Reproduce the service terms excerpt on confidentiality, client responsibilities, platform compliance, and support verbatim.

- Selected passage
--- START ---

6) Confidentiality & data protection
  • Confidentiality. Each of us will keep the other’s non-public information confidential and use it only to deliver or receive the Services.

  • Data protection. We process personal data as described in our Privacy Policy and, if applicable, a Data Processing Addendum (DPA). For ecommerce work, we act mainly as your processor on platform data.

  • Security. We follow reasonable administrative, technical, and physical safeguards (access limits, MFA, encryption in transit/at rest where supported). You’ll manage user access on your side and share credentials securely.

7) Your responsibilities
  • Provide accurate information, timely feedback, and decision-makers.

  • Maintain your platform accounts (Shopify, payment gateways, ad accounts) in good standing and comply with their policies.

  • Ensure you have rights to all materials you provide (e.g., product photos, fonts, claims).

  • Comply with applicable laws (consumer, privacy, advertising, product, export/sanctions, tax).

8) Platform and policy compliance
  • We build and optimize within the rules of the Platforms (Shopify, Klaviyo, Meta, Google, TikTok, Snapchat, payment providers, couriers). Ads and content must comply with each platform’s policies and local law. We may refuse or remove content that violates policy or law.

9) Service levels & support
  • Projects. We respond to project queries within 1–2 business days and schedule releases per the SOW.

  • Retainers. Weekly sprint cadence and monthly review, as described in your SOW.

  • Critical incidents. If we are the implementing party and have access, we’ll assist during business hours. 24/7 support is not included unless the SOW says so.

--- END ---

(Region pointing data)
--- START ---

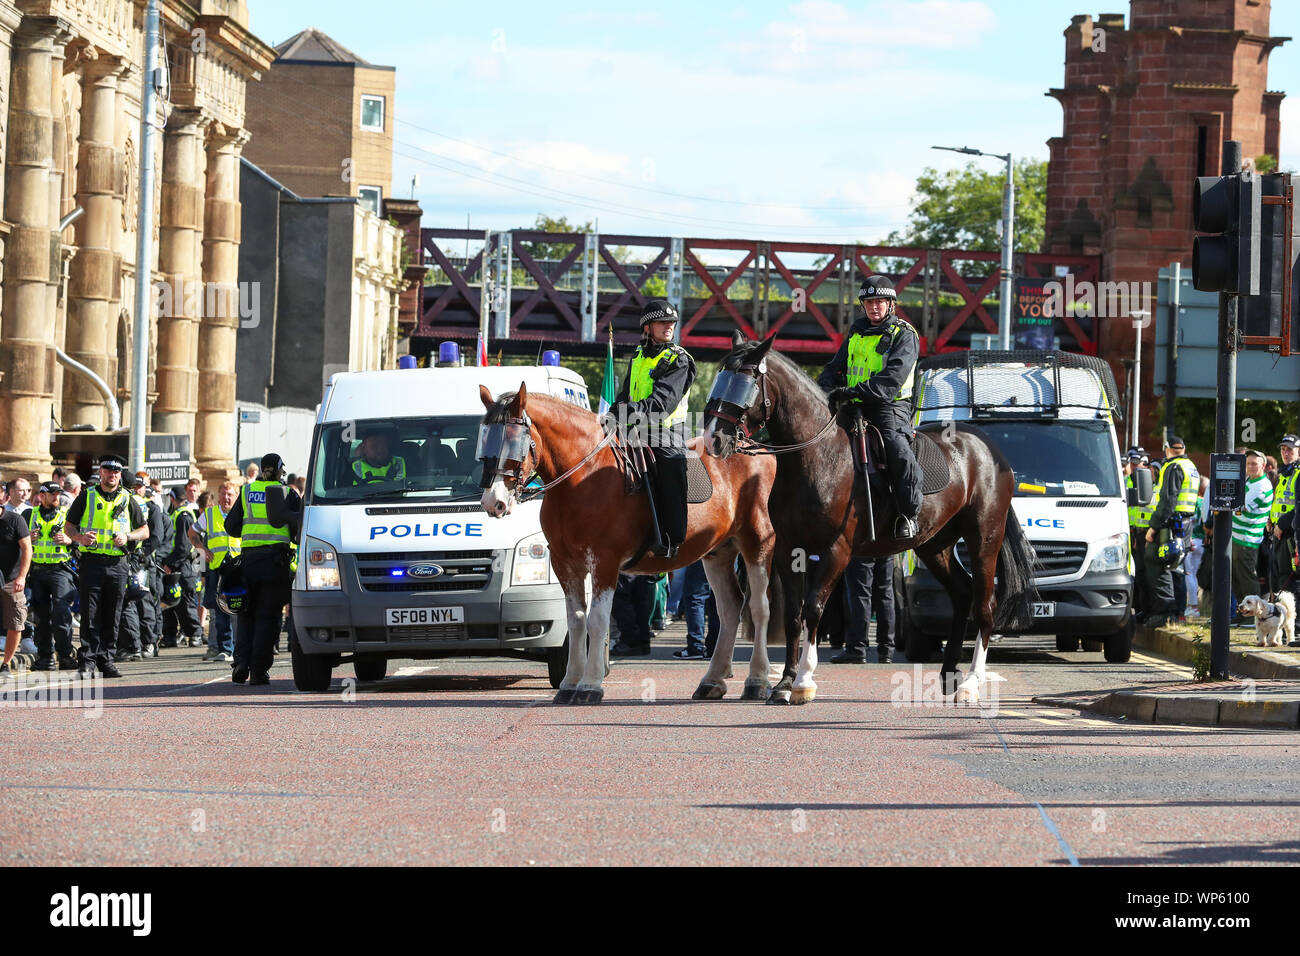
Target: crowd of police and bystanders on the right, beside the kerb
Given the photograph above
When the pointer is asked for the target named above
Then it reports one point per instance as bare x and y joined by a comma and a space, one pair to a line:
1264, 539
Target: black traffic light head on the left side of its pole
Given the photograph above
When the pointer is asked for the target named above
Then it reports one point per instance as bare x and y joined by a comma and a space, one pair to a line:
1229, 259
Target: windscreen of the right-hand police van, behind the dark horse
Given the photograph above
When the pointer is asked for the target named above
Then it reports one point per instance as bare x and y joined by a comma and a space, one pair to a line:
1059, 458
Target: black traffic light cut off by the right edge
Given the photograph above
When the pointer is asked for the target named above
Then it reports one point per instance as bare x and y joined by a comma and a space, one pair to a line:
1266, 321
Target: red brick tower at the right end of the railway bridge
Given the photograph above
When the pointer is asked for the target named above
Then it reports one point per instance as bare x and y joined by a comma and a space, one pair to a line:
1147, 109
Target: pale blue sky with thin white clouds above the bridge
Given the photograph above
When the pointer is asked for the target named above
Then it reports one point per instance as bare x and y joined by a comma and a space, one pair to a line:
795, 122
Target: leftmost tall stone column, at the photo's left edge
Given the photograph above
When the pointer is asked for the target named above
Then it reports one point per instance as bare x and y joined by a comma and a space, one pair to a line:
32, 258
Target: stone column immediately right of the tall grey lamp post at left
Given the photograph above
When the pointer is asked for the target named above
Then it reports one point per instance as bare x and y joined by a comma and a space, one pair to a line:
181, 228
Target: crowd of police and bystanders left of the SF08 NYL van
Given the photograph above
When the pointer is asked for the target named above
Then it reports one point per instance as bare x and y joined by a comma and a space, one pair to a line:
129, 568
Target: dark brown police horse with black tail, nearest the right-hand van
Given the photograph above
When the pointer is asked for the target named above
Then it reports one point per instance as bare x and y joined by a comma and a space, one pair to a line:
820, 517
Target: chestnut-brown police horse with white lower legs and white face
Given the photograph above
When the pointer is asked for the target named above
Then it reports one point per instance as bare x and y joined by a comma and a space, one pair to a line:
596, 530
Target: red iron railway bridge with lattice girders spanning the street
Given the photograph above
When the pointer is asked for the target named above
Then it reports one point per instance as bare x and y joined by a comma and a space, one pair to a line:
569, 302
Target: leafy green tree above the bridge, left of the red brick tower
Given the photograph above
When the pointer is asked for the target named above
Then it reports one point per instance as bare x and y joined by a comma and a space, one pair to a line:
961, 209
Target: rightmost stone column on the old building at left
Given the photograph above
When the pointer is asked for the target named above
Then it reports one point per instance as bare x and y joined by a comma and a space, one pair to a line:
215, 427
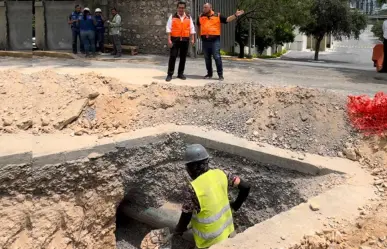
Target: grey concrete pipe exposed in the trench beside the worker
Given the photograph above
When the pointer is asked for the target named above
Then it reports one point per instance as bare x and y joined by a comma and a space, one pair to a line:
156, 217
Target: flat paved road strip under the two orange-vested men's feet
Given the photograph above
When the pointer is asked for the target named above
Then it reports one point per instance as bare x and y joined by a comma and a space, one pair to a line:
349, 80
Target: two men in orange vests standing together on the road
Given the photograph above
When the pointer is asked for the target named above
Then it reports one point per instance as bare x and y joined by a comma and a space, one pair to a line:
181, 31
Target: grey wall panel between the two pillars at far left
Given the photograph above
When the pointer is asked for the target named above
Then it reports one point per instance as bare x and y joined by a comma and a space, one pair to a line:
20, 24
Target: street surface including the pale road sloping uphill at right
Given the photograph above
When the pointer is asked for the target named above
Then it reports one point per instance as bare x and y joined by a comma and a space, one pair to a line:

--- END ---

- Task result
6) Confidentiality & data protection
  • Confidentiality. Each of us will keep the other’s non-public information confidential and use it only to deliver or receive the Services.

  • Data protection. We process personal data as described in our Privacy Policy and, if applicable, a Data Processing Addendum (DPA). For ecommerce work, we act mainly as your processor on platform data.

  • Security. We follow reasonable administrative, technical, and physical safeguards (access limits, MFA, encryption in transit/at rest where supported). You’ll manage user access on your side and share credentials securely.

7) Your responsibilities
  • Provide accurate information, timely feedback, and decision-makers.

  • Maintain your platform accounts (Shopify, payment gateways, ad accounts) in good standing and comply with their policies.

  • Ensure you have rights to all materials you provide (e.g., product photos, fonts, claims).

  • Comply with applicable laws (consumer, privacy, advertising, product, export/sanctions, tax).

8) Platform and policy compliance
  • We build and optimize within the rules of the Platforms (Shopify, Klaviyo, Meta, Google, TikTok, Snapchat, payment providers, couriers). Ads and content must comply with each platform’s policies and local law. We may refuse or remove content that violates policy or law.

9) Service levels & support
  • Projects. We respond to project queries within 1–2 business days and schedule releases per the SOW.

  • Retainers. Weekly sprint cadence and monthly review, as described in your SOW.

  • Critical incidents. If we are the implementing party and have access, we’ll assist during business hours. 24/7 support is not included unless the SOW says so.